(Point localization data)
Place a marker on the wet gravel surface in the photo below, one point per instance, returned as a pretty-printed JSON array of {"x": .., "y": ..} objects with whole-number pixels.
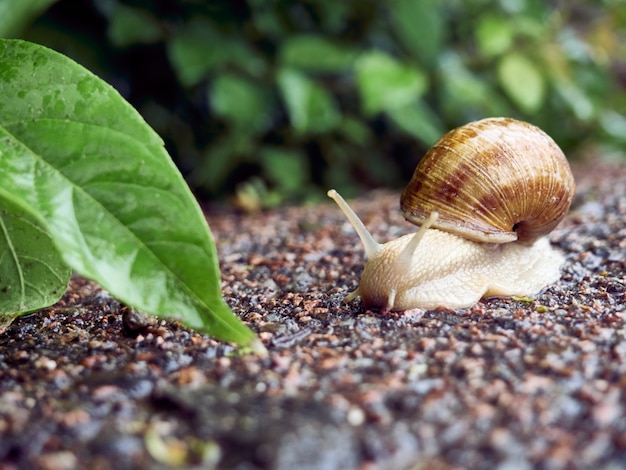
[{"x": 527, "y": 383}]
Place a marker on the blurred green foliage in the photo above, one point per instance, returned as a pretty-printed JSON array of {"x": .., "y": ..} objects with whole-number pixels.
[{"x": 278, "y": 100}]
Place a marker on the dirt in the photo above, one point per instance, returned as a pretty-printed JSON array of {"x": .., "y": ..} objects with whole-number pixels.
[{"x": 507, "y": 383}]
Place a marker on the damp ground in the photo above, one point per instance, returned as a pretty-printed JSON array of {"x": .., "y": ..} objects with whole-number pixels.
[{"x": 507, "y": 383}]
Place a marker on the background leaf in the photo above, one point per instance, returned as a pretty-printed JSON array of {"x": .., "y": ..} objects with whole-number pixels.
[
  {"x": 311, "y": 108},
  {"x": 522, "y": 81},
  {"x": 14, "y": 16},
  {"x": 82, "y": 159},
  {"x": 32, "y": 273},
  {"x": 385, "y": 83}
]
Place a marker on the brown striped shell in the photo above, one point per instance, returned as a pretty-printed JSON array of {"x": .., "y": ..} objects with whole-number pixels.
[{"x": 496, "y": 180}]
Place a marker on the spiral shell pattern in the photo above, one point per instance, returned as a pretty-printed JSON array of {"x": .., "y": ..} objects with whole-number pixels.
[{"x": 495, "y": 180}]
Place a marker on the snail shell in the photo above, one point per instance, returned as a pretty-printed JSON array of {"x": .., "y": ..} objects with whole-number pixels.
[{"x": 495, "y": 180}]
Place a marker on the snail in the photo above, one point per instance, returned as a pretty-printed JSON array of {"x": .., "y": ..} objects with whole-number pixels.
[{"x": 485, "y": 196}]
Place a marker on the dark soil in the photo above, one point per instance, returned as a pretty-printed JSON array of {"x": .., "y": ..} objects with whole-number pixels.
[{"x": 505, "y": 384}]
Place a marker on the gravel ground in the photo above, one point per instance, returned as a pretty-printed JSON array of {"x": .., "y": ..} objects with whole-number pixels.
[{"x": 505, "y": 384}]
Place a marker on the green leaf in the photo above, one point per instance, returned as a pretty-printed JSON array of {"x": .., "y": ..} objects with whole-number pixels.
[
  {"x": 32, "y": 273},
  {"x": 494, "y": 35},
  {"x": 419, "y": 121},
  {"x": 82, "y": 160},
  {"x": 385, "y": 84},
  {"x": 522, "y": 80},
  {"x": 311, "y": 108},
  {"x": 241, "y": 102},
  {"x": 420, "y": 27},
  {"x": 317, "y": 54},
  {"x": 197, "y": 49}
]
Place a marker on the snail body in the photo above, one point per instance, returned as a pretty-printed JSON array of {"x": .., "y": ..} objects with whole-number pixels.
[{"x": 459, "y": 254}]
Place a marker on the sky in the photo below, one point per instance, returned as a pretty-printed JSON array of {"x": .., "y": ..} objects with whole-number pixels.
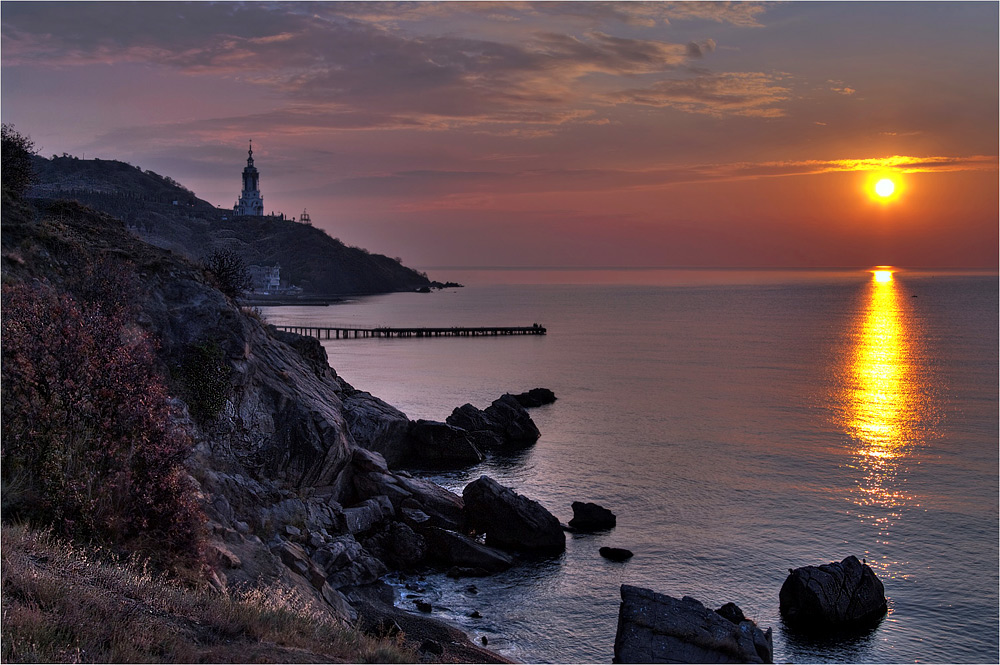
[{"x": 591, "y": 134}]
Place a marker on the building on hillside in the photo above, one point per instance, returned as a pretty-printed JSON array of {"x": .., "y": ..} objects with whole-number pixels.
[
  {"x": 250, "y": 202},
  {"x": 265, "y": 279}
]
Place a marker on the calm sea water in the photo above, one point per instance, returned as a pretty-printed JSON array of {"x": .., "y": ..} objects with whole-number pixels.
[{"x": 739, "y": 423}]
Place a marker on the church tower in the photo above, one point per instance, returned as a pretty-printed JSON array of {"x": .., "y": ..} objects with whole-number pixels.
[{"x": 250, "y": 202}]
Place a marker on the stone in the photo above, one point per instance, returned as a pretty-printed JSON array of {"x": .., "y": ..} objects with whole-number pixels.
[
  {"x": 510, "y": 520},
  {"x": 536, "y": 397},
  {"x": 346, "y": 563},
  {"x": 444, "y": 508},
  {"x": 615, "y": 553},
  {"x": 377, "y": 426},
  {"x": 831, "y": 597},
  {"x": 368, "y": 513},
  {"x": 657, "y": 628},
  {"x": 732, "y": 612},
  {"x": 435, "y": 443},
  {"x": 397, "y": 545},
  {"x": 588, "y": 517},
  {"x": 470, "y": 419},
  {"x": 514, "y": 423},
  {"x": 456, "y": 549}
]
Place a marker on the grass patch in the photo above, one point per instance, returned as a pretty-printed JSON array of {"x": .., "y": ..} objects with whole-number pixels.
[{"x": 62, "y": 603}]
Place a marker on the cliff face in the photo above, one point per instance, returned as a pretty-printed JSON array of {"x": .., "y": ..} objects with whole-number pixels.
[
  {"x": 165, "y": 214},
  {"x": 274, "y": 464}
]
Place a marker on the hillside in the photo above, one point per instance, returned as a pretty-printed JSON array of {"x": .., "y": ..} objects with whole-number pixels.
[{"x": 164, "y": 213}]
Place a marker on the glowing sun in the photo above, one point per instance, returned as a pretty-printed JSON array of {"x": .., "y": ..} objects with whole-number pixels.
[{"x": 885, "y": 187}]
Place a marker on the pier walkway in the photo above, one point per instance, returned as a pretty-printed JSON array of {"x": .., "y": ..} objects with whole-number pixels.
[{"x": 321, "y": 332}]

> ASSIGNMENT:
The records above must be printed exactly; the pictures stay out.

> ANSWER TO THIS EXERCISE:
Place a marker on the wet gravel surface in the photo below, one point per instance, returned as a pretty-printed JSON array of {"x": .., "y": ..} objects with whole-number pixels.
[{"x": 527, "y": 383}]
Place a marker on the blurred green foliage in the photo above, one point per instance, returned as a pretty-printed JSON array of {"x": .., "y": ..} objects with whole-number pixels.
[{"x": 278, "y": 100}]
Place a marker on the dirt in the photo above, one point per instance, returned as a pretty-printed JSON array of {"x": .., "y": ..} objects with whole-number pixels.
[{"x": 507, "y": 383}]
Place a marker on the damp ground in the photo above, one point per instance, returned as a pretty-printed JSON array of {"x": .., "y": ..} objects with whole-number pixels.
[{"x": 507, "y": 383}]
Place a marker on the background leaf in the photo above, one point per instance, returned as a pretty-printed JSON array of {"x": .., "y": ..} objects with whole-number pixels.
[
  {"x": 311, "y": 108},
  {"x": 522, "y": 81},
  {"x": 14, "y": 16},
  {"x": 82, "y": 159},
  {"x": 32, "y": 273},
  {"x": 385, "y": 83}
]
Place a marker on the brown striped shell in the photo above, one point per instance, returned as a pretty-printed JSON array of {"x": .., "y": ..} objects with whole-number pixels.
[{"x": 496, "y": 180}]
Place a marker on the spiral shell pattern in the photo above, one point per instance, returned as a pretty-printed JSON array of {"x": .., "y": ..} objects with whole-number pixels.
[{"x": 495, "y": 180}]
Place a marker on the snail shell in the photo above, one point per instance, returned as a pretty-printed JSON array of {"x": .., "y": ..} objects with whole-number pixels.
[{"x": 495, "y": 180}]
Place a marker on the snail in the photo above, one point per instance, returned as a pretty-printed JSON array of {"x": .., "y": ..} objects with whole-number pixels.
[{"x": 485, "y": 196}]
Place a marker on the dark soil in the photo above, one point per instance, returned as a pretty-printed JSON array of {"x": .., "y": ..} objects with whole-number pixels.
[{"x": 505, "y": 384}]
Place a marker on the gravel ground in the photo above, one point per instance, returned as a pretty-printed JSON array of {"x": .., "y": ..} objects with whole-number pixels.
[{"x": 505, "y": 384}]
Place a marker on the green leaf in the photo above, one point per instance, returned as a pretty-printed JSON array of {"x": .., "y": ..} objects with whole-number pixels.
[
  {"x": 32, "y": 273},
  {"x": 494, "y": 35},
  {"x": 419, "y": 121},
  {"x": 82, "y": 160},
  {"x": 385, "y": 84},
  {"x": 522, "y": 80},
  {"x": 311, "y": 108},
  {"x": 241, "y": 102},
  {"x": 420, "y": 27},
  {"x": 317, "y": 54},
  {"x": 197, "y": 49}
]
Place a marker on the snail body in the photo above, one point per instance, returned as a pretty-printed JSON array of {"x": .., "y": ..} objects with whole-number pixels.
[{"x": 459, "y": 254}]
Place a marker on the sky in the photo below, one point per instance, returned as a pretty-printed JSON array of {"x": .., "y": ..} objects with whole-number pixels.
[{"x": 591, "y": 134}]
Place a marker on the building on hillside in the photo above, one point per instance, returned as a pretty-printed JSON array of {"x": .., "y": ..} objects with whole-number pixels.
[
  {"x": 250, "y": 202},
  {"x": 265, "y": 279}
]
Place a marker on the calm sea water in the photo above, one point per instance, returned as a pretty-printed JSON array of {"x": .., "y": ..} objects with whole-number pixels.
[{"x": 739, "y": 423}]
Place a marker on the church tower in the photo above, one point per instance, returned as a pretty-printed JSON array of {"x": .., "y": ..} objects with whole-number pixels.
[{"x": 250, "y": 202}]
Place a marker on the stone in the photo above, one point per instance, returned as a pretty-printed JSON array of {"x": .., "y": ..} objects with whole-number pixels.
[
  {"x": 510, "y": 520},
  {"x": 536, "y": 397},
  {"x": 346, "y": 563},
  {"x": 444, "y": 508},
  {"x": 615, "y": 553},
  {"x": 377, "y": 426},
  {"x": 831, "y": 597},
  {"x": 368, "y": 513},
  {"x": 657, "y": 628},
  {"x": 732, "y": 612},
  {"x": 435, "y": 443},
  {"x": 397, "y": 545},
  {"x": 588, "y": 517},
  {"x": 470, "y": 419},
  {"x": 514, "y": 423},
  {"x": 456, "y": 549}
]
Place a marker on the grass patch in the photo above, one point per instance, returned as a pretty-printed JSON array of {"x": .., "y": ..} objects with whole-number pixels.
[{"x": 62, "y": 603}]
Place a marker on the cliff face in the photo above, one point per instance, returned as a pretty-printed JSON array of {"x": .., "y": ..} objects with whole-number pixels.
[
  {"x": 165, "y": 214},
  {"x": 274, "y": 464}
]
Place a marker on the hillside in the photo above, one point per instance, returned as a pretty-printed JSON array of {"x": .., "y": ..} objects with whole-number pixels.
[{"x": 164, "y": 213}]
Place a marker on the glowing sun in the photo above, one point per instance, returned as a pretty-printed JSON array of {"x": .., "y": ..} objects with whole-number pixels.
[{"x": 885, "y": 187}]
Place a marker on the pier walkway in the photo above, one point per instance, returned as a pretty-printed JSON array of {"x": .., "y": ..} objects with whole-number pixels.
[{"x": 321, "y": 332}]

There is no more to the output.